AIM A:
Resize the listing from its start down to the line containing "[207,448,319,563]", both ends included. Reproduce those lines with their requests, multiplying every bounding-box coordinate in the answers by 1.25 and rounding to whole numbers with halves rounded up, and omit the pictures.
>> begin PAGE TEXT
Based on different purposes of improvement of oxygen carriers, approaches have been investigated, mainly focusing on compositional and structural optimization. The stabilization of active components with promoter materials is a widely used method. Some physical promoters (e.g., Al2O3) can react with the active component to form spinel phases (such as NiAl2O4 and FeAl2O4), which can continue to act as inert binders but resulting in the partial loss of reactivity. Adding an appropriate amount of MgO into NiO/Al2O3 or Fe2O3/Al2O3 systems can mitigate the formation of Ni- or Fe-Al2O4 spinel through the competition of MgAl2O4 formation. Owing to the thermal and chemical stability, both MgAl2O4 and ZrO2 are considered as a good physical promoter materials for oxygen carriers. In addition, reducible CeO2 can serve not only as a physical, but also a chemically active promoter. The CeO2-modified oxygen carriers show high reactivity, good reducibility, high oxygen transport capacity as well as strong carbon resistance.
Another strategy is the use of an oxygen carrier with mixed active metals, combining the complementary advantages of individual metals. The mixing of Co into a Ni-based oxygen carrier can improve its reducibility and carbon resistance. The addition of Fe into a Cu-based oxygen carrier increases its melting point to resist agglomeration. Combining advantages of both Ni and iron oxide, the bimetallic Ni/Fe-based material—containing an optimized molar ratio of Ni/Fe and supported by a stable promoter material—gradually becomes a highly promising oxygen carrier or redox catalyst for chemical looping reforming, showing high reactivity towards hydrocarbon fuels, good thermal stability, high ability to resist carbon deposition and low cost.
Structural optimization is of equal importance for an ideal oxygen carrier. Perovskite-structured oxide (ABO3-type) materials show remarkable results. Owing to the unique structure of perovskite, its lattice oxygen is readily utilized for syngas production with high selectivity, and phase transformation can be avoided due to its thermal stability. The partial substitution of A- and B-site metals by an aliovalent metal can improve the stability and reactivity, respectively. One optimum composition of perovskite-structured oxygen carriers is La0.7Sr0.3Cr0.1Fe0.9O3. Future work must focus on improvement of the oxygen storage and transport capacities of perovskite-structured oxygen carriers. Furthermore, a core-shell structure, i.e., an active core encapsulated by a thin and porous shell, has become the most competitive structure, due to its strong adjustability: Control of the particle size of the active core enables to control the reaction kinetics; Tailoring of the composition, thickness and pore properties of the shell can change the stability of the material and its selectivity towards specific products. An ideal core-shell structured oxygen carrier applied in chemical looping should show high oxygen transport capacity and strong thermal stability under the harsh operation conditions. In this sense, a nano-size active metal core encapsulated by a chemically inert and porous shell is required to construct a core-shell structured oxygen carrier. A proposed Fe2O3/ZrO2@ZrO2 oxygen carrier, composed of a stable Fe2O3/ZrO2 core and a thin and mesoporous ZrO2 shell, proved to possess excellent redox activity and stability for CO2 utilization during a long-term chemical looping process.
>> end PAGE TEXT
>> begin ITEMS
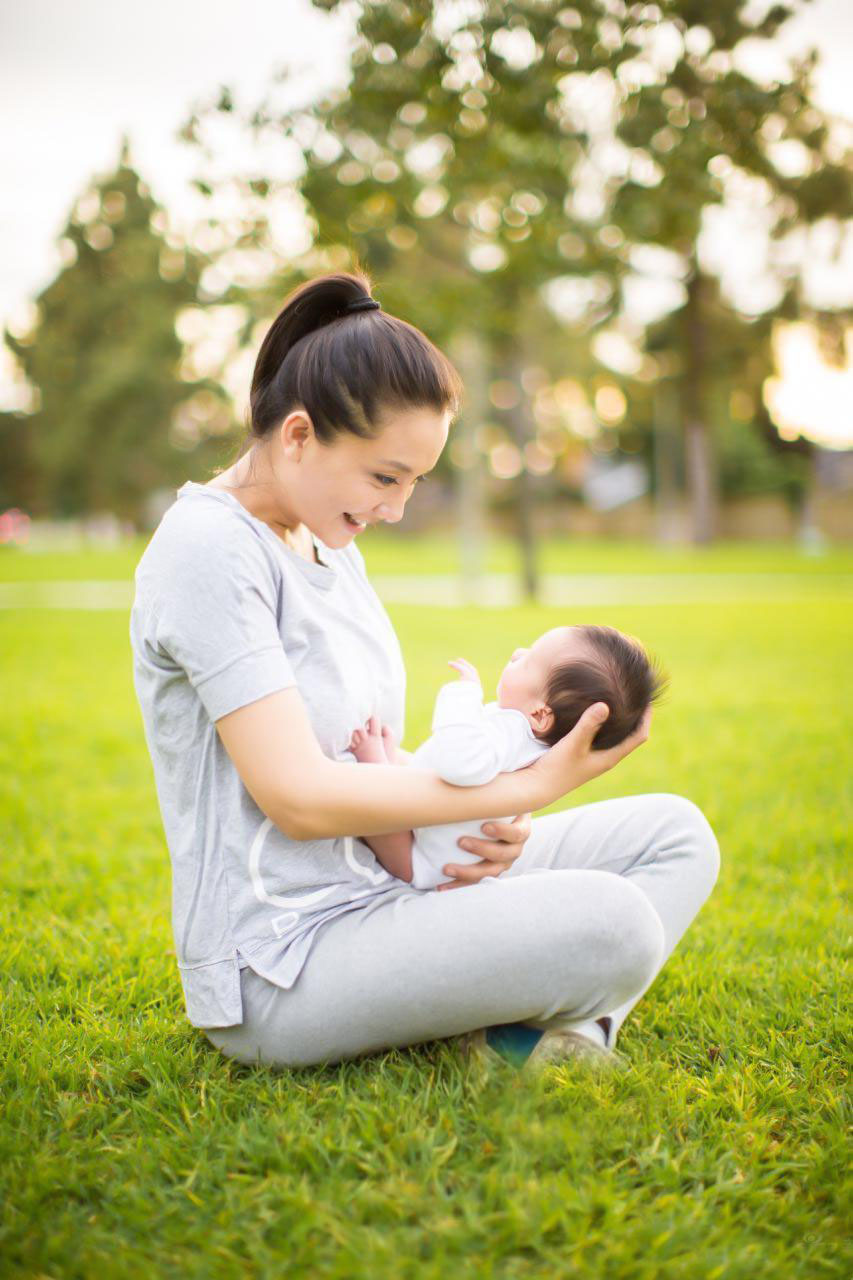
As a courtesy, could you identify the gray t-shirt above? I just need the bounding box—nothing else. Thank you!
[131,481,415,1027]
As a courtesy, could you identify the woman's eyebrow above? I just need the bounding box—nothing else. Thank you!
[379,458,411,475]
[377,458,424,480]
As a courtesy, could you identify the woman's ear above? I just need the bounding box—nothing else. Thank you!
[279,408,314,462]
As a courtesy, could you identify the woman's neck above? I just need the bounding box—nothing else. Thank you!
[207,448,319,563]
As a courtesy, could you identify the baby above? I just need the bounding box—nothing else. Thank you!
[350,626,666,890]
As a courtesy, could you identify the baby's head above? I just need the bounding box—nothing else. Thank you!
[497,626,666,750]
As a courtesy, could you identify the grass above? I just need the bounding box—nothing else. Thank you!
[0,541,853,1280]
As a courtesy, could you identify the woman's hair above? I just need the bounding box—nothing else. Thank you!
[224,273,462,468]
[539,626,669,751]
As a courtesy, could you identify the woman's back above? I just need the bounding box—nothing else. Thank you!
[131,481,405,1027]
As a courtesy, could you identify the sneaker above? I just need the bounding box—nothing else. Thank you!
[524,1028,628,1071]
[459,1023,628,1070]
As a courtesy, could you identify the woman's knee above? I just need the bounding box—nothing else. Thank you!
[607,876,666,1000]
[661,794,720,897]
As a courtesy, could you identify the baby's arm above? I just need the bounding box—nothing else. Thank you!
[350,716,414,883]
[414,658,505,787]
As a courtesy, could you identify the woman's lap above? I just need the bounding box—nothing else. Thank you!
[209,795,719,1065]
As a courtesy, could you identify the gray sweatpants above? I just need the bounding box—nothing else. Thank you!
[206,794,720,1066]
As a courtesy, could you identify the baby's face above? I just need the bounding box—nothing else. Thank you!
[497,627,583,716]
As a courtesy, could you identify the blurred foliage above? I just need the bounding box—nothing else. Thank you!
[0,143,229,525]
[187,0,853,540]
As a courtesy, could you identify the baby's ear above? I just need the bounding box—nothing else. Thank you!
[530,703,553,733]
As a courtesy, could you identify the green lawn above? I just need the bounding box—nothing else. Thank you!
[0,535,853,1280]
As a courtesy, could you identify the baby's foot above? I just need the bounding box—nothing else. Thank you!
[350,716,389,764]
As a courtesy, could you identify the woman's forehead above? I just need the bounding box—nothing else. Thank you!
[369,408,451,471]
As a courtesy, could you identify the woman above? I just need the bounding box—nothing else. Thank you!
[131,274,719,1065]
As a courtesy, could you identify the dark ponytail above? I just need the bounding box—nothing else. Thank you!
[233,273,462,463]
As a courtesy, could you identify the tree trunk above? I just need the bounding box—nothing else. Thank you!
[683,269,716,543]
[653,378,683,545]
[506,346,539,604]
[450,330,488,602]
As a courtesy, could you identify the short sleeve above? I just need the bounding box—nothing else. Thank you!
[144,521,296,721]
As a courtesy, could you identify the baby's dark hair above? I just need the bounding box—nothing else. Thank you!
[539,626,667,751]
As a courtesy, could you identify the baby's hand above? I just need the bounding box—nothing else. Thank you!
[447,658,480,685]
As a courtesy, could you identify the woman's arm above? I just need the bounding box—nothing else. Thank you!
[216,687,648,840]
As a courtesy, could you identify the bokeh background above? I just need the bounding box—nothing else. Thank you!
[0,0,853,581]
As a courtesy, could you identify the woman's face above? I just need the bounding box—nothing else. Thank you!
[282,408,452,548]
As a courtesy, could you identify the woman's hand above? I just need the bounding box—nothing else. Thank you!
[437,813,532,890]
[521,703,652,809]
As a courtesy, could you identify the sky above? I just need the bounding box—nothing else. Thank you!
[0,0,853,440]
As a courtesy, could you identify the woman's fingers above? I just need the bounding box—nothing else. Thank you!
[590,707,652,773]
[435,861,506,890]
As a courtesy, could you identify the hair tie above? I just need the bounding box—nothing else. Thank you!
[343,298,382,315]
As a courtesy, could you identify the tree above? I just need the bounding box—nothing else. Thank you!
[596,0,853,543]
[0,141,229,525]
[184,0,630,595]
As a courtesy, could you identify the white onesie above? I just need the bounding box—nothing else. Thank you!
[411,680,548,888]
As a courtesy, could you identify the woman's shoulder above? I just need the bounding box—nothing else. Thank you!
[134,484,280,596]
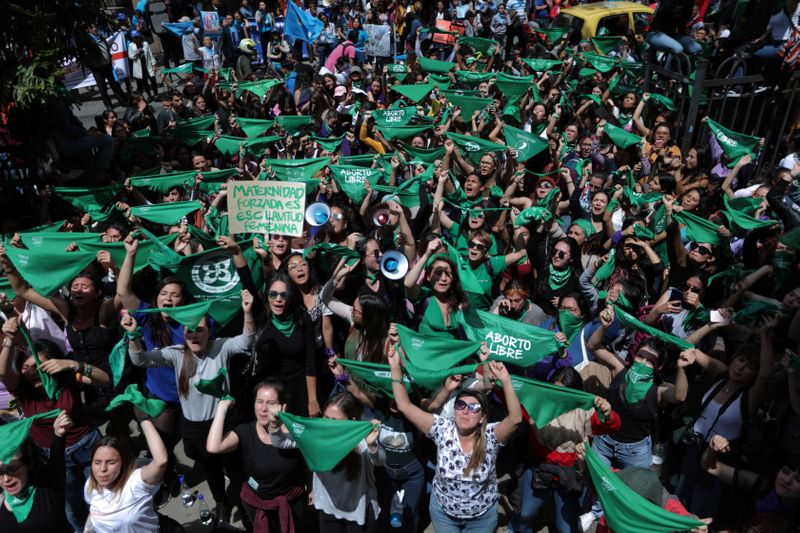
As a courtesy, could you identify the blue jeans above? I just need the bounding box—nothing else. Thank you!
[428,493,497,533]
[508,467,581,533]
[592,435,653,468]
[645,31,703,56]
[375,461,425,533]
[40,428,103,531]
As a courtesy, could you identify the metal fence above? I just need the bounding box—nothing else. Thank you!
[644,55,800,177]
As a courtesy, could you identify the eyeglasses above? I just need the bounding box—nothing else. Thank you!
[454,400,482,414]
[689,242,714,255]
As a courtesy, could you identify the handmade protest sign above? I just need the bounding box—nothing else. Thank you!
[228,181,306,237]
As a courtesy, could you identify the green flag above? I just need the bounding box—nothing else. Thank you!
[586,444,705,533]
[236,117,275,138]
[336,358,411,398]
[278,412,373,472]
[464,309,560,368]
[372,106,417,128]
[376,124,433,141]
[503,124,547,163]
[131,200,203,226]
[445,132,508,162]
[396,324,481,370]
[504,376,602,429]
[275,115,314,135]
[392,83,433,103]
[195,367,233,400]
[106,383,167,418]
[672,210,723,246]
[417,57,457,74]
[0,409,61,465]
[614,305,694,350]
[330,165,383,205]
[603,122,642,150]
[6,246,96,297]
[706,118,761,168]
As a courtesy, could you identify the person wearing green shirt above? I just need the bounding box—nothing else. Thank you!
[404,239,468,338]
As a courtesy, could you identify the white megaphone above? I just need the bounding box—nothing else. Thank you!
[306,202,331,226]
[381,250,408,279]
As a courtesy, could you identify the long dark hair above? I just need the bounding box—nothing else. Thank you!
[357,294,391,363]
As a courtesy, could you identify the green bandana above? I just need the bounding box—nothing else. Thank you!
[236,117,275,138]
[586,443,705,533]
[464,308,559,368]
[504,376,603,429]
[275,115,314,135]
[503,124,547,163]
[558,309,583,344]
[672,211,723,246]
[131,200,203,226]
[330,165,384,205]
[603,123,643,150]
[625,362,653,404]
[0,409,61,465]
[392,83,433,103]
[195,368,233,400]
[706,118,761,168]
[3,483,36,524]
[6,246,96,297]
[270,313,294,337]
[105,383,167,418]
[417,57,457,74]
[614,304,694,350]
[547,263,572,291]
[336,358,411,398]
[278,412,373,472]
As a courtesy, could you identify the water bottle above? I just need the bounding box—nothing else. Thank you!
[389,490,406,527]
[178,476,194,509]
[197,492,214,526]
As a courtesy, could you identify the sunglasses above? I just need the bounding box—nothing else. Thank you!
[454,400,483,414]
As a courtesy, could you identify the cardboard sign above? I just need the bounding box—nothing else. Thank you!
[228,181,306,237]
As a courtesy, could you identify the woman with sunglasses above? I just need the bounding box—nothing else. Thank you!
[404,238,468,338]
[120,290,256,520]
[253,274,321,416]
[588,307,692,468]
[387,345,522,531]
[0,411,73,533]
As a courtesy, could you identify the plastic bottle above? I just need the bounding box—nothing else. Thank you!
[178,476,194,509]
[389,490,406,527]
[197,492,214,526]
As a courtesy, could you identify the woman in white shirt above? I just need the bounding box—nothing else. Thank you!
[83,419,169,533]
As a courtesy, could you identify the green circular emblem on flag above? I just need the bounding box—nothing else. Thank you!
[192,252,239,294]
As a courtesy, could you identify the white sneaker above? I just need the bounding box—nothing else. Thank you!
[581,511,597,531]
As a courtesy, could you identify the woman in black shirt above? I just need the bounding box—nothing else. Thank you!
[206,380,306,532]
[0,411,72,533]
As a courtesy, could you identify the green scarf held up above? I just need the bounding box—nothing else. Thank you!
[0,409,61,465]
[270,313,294,337]
[547,263,572,291]
[195,367,233,400]
[614,305,694,350]
[625,362,653,404]
[464,308,560,368]
[504,376,603,429]
[586,443,705,533]
[278,412,376,472]
[3,482,36,524]
[558,309,583,344]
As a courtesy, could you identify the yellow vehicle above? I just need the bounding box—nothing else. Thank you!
[552,2,653,40]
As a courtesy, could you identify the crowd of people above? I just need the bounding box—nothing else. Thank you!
[0,0,800,533]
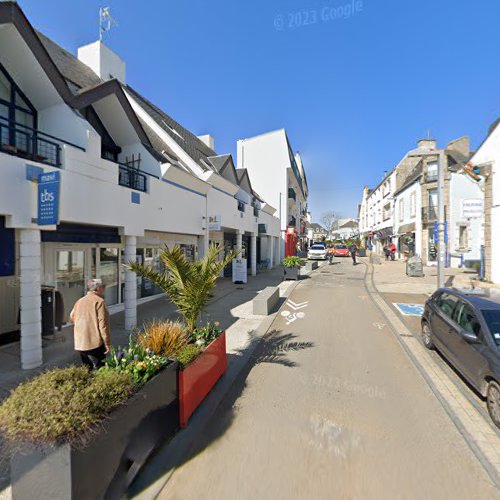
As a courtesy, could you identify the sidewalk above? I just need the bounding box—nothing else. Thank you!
[0,267,290,401]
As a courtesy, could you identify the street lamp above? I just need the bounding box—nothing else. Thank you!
[409,149,446,288]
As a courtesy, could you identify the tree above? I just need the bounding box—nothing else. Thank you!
[321,210,338,238]
[128,244,238,332]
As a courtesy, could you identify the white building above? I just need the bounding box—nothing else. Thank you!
[466,120,500,284]
[237,129,308,257]
[0,2,280,368]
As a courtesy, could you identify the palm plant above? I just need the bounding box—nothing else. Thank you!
[128,244,238,332]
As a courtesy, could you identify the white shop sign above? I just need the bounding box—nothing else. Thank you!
[462,198,484,219]
[208,215,221,231]
[233,258,247,283]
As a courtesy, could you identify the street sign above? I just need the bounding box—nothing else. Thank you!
[38,171,61,226]
[462,198,484,219]
[208,215,221,231]
[233,258,247,283]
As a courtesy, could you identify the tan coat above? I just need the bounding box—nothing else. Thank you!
[70,292,111,351]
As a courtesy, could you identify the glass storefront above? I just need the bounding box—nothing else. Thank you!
[99,248,120,306]
[56,250,85,322]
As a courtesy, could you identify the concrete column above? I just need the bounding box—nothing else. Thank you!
[19,229,43,370]
[267,236,275,269]
[250,233,257,276]
[236,229,243,257]
[123,236,137,330]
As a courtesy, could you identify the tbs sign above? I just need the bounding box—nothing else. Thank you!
[38,172,60,226]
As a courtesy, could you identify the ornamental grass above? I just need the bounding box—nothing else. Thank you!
[0,367,134,446]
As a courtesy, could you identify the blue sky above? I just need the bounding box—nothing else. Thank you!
[19,0,500,220]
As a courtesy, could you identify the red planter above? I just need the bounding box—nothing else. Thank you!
[177,332,227,427]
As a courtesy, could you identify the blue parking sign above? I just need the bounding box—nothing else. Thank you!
[38,171,61,226]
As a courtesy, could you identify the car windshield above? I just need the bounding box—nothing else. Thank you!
[482,309,500,346]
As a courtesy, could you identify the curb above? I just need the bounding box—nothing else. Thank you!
[128,280,300,500]
[365,263,500,488]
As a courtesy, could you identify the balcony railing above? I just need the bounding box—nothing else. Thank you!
[422,206,446,224]
[0,117,85,167]
[118,164,147,193]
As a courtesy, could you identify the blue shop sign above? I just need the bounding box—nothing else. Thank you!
[38,171,61,226]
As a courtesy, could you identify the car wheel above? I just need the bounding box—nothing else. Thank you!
[486,380,500,429]
[422,321,436,350]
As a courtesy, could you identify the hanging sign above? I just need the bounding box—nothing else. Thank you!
[233,258,247,283]
[462,198,484,219]
[37,171,61,226]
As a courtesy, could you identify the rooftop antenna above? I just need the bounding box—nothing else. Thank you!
[99,7,118,42]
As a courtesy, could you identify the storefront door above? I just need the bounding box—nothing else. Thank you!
[56,250,85,323]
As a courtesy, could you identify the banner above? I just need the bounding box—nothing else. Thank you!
[38,171,61,226]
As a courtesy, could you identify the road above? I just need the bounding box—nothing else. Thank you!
[159,260,500,500]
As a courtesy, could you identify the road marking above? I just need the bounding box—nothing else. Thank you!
[281,311,306,325]
[287,300,309,311]
[392,302,424,318]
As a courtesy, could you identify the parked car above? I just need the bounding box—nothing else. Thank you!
[422,288,500,428]
[333,245,351,257]
[307,243,327,260]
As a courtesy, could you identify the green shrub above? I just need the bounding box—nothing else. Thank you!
[175,344,202,368]
[281,256,304,267]
[0,367,134,444]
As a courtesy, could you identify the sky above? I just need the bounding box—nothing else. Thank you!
[19,0,500,221]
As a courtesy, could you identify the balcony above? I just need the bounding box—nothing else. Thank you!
[422,206,446,224]
[0,116,76,167]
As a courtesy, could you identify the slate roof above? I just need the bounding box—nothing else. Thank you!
[36,31,103,94]
[124,85,217,172]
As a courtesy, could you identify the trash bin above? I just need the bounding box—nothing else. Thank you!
[42,286,55,335]
[406,255,424,278]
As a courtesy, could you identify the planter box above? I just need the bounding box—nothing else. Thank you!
[11,363,179,500]
[283,267,300,280]
[178,332,227,427]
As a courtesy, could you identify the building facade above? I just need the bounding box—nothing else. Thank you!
[0,2,280,368]
[237,129,308,258]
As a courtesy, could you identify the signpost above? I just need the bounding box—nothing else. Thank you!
[233,257,247,283]
[208,215,221,231]
[37,171,61,226]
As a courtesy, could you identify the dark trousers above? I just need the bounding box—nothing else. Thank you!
[80,345,106,370]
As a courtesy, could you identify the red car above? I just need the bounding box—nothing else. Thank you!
[333,245,351,257]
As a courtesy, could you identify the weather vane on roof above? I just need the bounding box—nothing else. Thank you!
[99,7,118,41]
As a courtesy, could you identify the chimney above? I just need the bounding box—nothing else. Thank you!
[446,136,470,158]
[198,134,215,151]
[78,40,126,83]
[417,139,437,151]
>> end ITEMS
AIM B:
Continue the passage on improving oxygen carriers for chemical looping from its last sentence.

TASK ANSWER A:
As a courtesy, could you identify the gray t-shirt above? I just need the bounding box—nothing else. Thank you!
[164,601,519,1284]
As a courtesy, could you identify the woman's eyebrow above? I just need the bounding box—nothing else. Thank you!
[474,573,514,594]
[471,573,530,600]
As a courtesy, could you identify the woman's ear above? I just need the bounding box—nothing else. Thank you!
[349,510,393,578]
As a courtesy, could you identify the woman's neck above? I just need the bounding box—nothing else. Thank you!
[259,560,399,704]

TASK ANSWER B:
Efficient conversion of hydrocarbon fuels to syngas accompanied by a goal of maximum CO2 utilization has been achieved through a novel process—catalyst-assisted chemical looping dry or auto-thermal dry reforming—implemented over a bifunctional material. The latter must show functions of both reforming catalyst and oxygen carrier. The performances of series of Ni-Fe bifunctional materials were investigated in terms of syngas production, CO2 conversion and material stability. A core-shell structured Fe/Zr@Zr-Ni@Zr bifunctional material, providing catalyst and oxygen storage functions from a Ni-based shell and a Fe-based core, respectively, shows a stable CO yield during prolonged cycling without significant carbon deposition and particle sintering. On the reactor scale, careful distribution of the Ni-based catalyst and Fe-based oxygen carrier in the reactor bed could further enhance CO2 utilization.

6. Outlook

Although chemical looping materials have now been developed as core-shell structured bifunctional nanomaterial, applicable in the new process of chemical looping technology—catalyst-assisted chemical looping, the research on the industrially-applicable looping materials has not yet reached its final destination. Further outlooks could be as follows:
(1) Considering the economic effectiveness, the establishment of low-cost and facile synthesis methods is crucial for the development of the industrial looping materials, especially for the core-shell structured nanomaterials.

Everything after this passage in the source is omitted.